EXTRAIT RETENU:
====
Les personnes qui portent des cicatrices ou des difformités au visage à cause de violences familiales peuvent passer par un programme pour bénéficier de soins chirurgicaux gratuits. Le professeur adjoint de clinique au Département de chirurgie de l’UdeM et chirurgien à la Fondation faciale du Canada, Sami Moubayed, met ses services à contribution afin de soutenir les victimes de violences dans leur reconstruction.

Bien que la Fondation faciale du Canada ait annoncé son programme de Violence familiale le 8 mars dernier, à l’occasion de la Journée internationale des droits des femmes, le docteur Moubayed précise que celui-ci est ouvert à toute victime de violences familiales.

L’objectif est de proposer gratuitement des soins chirurgicaux et de rhinoplastie ultrasonique [voir encadré] aux patients qui souffrent d’une difformité au visage. « Dans ma pratique en chirurgie plastique et en reconstruction faciale, j’ai pas mal de patients qui viennent avec des traumas, des accidents du visage ou du nez, et qui veulent une réparation esthétique pour éviter de se rappeler un moment difficile de leur passé », explique le docteur Moubayed, qui travaille à la Clinique Face MD, où sont offerts les soins.

La chirurgie esthétique n’est pas couverte par la santé publique et, d’après le chirurgien, les frais pour ce type d’opération s’élèvent en moyenne à 10 000 $. La Fondation faciale du Canada lève donc des fonds pour soutenir les victimes et payer ces frais. « Pour l’instant, on lève des fonds principalement auprès de connaissances, d’amis, de la famille ou de patients qui nous connaissent et savent ce qu’on fait, précise le docteur Moubayed. Avec ça, on peut faire des réparations du côté esthétique, surtout au niveau du nez, car c’est l’os le plus fréquemment facturé chez les victimes de violences. »

Une initiative intéressante

Le Regroupement des maisons pour femmes victimes de violence conjugale ainsi que l’organisme SOS Violence conjugale voient ce programme comme un moyen pour les victimes de reprendre confiance. « Prendre soin des blessures causées par la violence contribue à une reprise de pouvoir sur sa vie, affirme la responsable des dossiers liés à l’intervention du Regroupement, Louise Lafortune. Retrouver une vie normale, un visage comme avant, ce sont des éléments importants dans la reprise de confiance d’une victime. »
====
DONNÉES FOURNIES:
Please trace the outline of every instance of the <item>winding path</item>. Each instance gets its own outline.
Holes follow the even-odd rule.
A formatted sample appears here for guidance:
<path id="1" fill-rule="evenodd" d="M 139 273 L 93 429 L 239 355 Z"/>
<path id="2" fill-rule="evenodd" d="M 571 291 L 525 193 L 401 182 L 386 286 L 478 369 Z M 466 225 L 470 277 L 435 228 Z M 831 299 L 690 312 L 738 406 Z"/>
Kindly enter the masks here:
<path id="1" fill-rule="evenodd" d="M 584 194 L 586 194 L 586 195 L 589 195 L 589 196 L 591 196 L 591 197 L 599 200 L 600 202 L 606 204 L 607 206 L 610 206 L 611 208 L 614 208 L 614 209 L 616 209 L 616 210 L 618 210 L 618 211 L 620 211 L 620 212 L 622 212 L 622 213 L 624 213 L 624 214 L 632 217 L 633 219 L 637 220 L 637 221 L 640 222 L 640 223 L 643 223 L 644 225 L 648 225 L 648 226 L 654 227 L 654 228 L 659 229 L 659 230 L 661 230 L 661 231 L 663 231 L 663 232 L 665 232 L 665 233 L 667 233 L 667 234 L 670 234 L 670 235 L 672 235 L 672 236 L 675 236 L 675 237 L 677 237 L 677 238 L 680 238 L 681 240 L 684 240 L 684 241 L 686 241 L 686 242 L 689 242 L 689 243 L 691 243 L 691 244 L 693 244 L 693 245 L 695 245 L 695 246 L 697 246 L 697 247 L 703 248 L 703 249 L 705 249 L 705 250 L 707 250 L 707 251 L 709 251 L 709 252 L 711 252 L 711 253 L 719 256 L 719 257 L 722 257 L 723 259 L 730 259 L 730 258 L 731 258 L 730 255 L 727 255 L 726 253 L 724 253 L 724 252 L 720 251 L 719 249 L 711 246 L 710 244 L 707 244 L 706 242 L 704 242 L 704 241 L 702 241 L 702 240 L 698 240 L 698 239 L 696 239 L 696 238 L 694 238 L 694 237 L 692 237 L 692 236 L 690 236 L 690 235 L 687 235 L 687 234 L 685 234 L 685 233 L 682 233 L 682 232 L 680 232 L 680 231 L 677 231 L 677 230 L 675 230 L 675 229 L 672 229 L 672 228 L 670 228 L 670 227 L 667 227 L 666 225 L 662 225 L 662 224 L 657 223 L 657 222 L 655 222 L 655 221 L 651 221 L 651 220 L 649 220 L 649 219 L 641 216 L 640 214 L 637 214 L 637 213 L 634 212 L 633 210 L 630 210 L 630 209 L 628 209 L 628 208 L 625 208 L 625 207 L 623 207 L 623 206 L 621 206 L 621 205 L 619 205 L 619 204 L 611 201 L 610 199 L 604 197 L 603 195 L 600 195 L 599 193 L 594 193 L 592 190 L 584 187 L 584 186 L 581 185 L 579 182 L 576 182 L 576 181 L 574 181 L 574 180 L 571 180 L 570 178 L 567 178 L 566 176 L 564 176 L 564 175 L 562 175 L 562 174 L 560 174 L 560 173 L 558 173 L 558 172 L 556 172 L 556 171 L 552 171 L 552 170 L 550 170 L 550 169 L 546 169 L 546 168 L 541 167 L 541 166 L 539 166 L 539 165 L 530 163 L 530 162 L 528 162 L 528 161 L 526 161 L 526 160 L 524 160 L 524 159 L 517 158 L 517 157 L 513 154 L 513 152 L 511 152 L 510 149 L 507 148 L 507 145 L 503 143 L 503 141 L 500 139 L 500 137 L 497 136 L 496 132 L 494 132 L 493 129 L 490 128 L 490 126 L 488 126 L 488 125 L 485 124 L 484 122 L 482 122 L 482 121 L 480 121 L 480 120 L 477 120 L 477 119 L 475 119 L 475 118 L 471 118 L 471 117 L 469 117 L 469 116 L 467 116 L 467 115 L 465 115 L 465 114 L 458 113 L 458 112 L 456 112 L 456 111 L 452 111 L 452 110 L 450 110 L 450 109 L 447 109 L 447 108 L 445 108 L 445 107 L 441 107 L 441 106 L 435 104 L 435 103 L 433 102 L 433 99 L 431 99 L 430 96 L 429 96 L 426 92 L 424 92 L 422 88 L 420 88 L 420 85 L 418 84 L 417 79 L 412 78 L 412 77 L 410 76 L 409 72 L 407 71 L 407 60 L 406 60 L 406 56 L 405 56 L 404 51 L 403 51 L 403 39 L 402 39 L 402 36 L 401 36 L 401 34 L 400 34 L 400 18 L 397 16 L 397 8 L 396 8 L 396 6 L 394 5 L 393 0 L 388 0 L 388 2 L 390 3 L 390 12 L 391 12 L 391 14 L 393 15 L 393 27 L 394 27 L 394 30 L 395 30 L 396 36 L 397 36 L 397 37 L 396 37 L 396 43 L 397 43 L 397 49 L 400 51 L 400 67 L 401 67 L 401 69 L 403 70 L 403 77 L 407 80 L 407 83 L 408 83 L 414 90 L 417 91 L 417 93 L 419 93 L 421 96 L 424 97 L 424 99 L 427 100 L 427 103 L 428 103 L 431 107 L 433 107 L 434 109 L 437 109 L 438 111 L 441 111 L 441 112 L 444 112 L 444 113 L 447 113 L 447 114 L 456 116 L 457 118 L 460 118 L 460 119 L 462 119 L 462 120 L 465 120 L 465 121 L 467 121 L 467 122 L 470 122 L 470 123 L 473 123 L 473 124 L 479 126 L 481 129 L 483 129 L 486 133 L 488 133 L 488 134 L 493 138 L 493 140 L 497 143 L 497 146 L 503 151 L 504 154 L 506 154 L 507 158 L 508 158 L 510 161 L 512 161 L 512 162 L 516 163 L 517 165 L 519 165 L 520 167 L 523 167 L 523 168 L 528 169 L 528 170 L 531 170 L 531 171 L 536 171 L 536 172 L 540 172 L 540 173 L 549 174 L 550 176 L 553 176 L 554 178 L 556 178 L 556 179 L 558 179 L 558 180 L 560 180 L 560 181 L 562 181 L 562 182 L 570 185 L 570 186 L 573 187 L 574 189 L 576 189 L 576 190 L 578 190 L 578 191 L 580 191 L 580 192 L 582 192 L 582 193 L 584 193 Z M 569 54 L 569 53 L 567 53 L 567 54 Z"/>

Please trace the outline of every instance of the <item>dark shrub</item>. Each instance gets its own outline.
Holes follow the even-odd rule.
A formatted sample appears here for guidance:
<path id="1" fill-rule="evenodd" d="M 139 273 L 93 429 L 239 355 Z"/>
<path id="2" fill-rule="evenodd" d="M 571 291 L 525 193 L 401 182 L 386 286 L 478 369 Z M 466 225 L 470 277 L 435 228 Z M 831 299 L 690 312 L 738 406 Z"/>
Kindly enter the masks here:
====
VOTRE TÂCHE: Indiquez pour chaque affirmation si elle concorde avec l’extrait retenu, en répondant par oui ou par non et en citant mot pour mot le passage décisif : (a) le programme est réservé aux femmes ; (b) la chirurgie esthétique est prise en charge par la santé publique ; (c) les soins sont offerts à la Clinique Face MD. Les données fournies n’interviennent pas dans ce travail.

TÂCHE ACCOMPLIE:
(a) Non : « celui-ci est ouvert à toute victime de violences familiales ».
(b) Non : « La chirurgie esthétique n’est pas couverte par la santé publique ».
(c) Oui : « qui travaille à la Clinique Face MD, où sont offerts les soins ».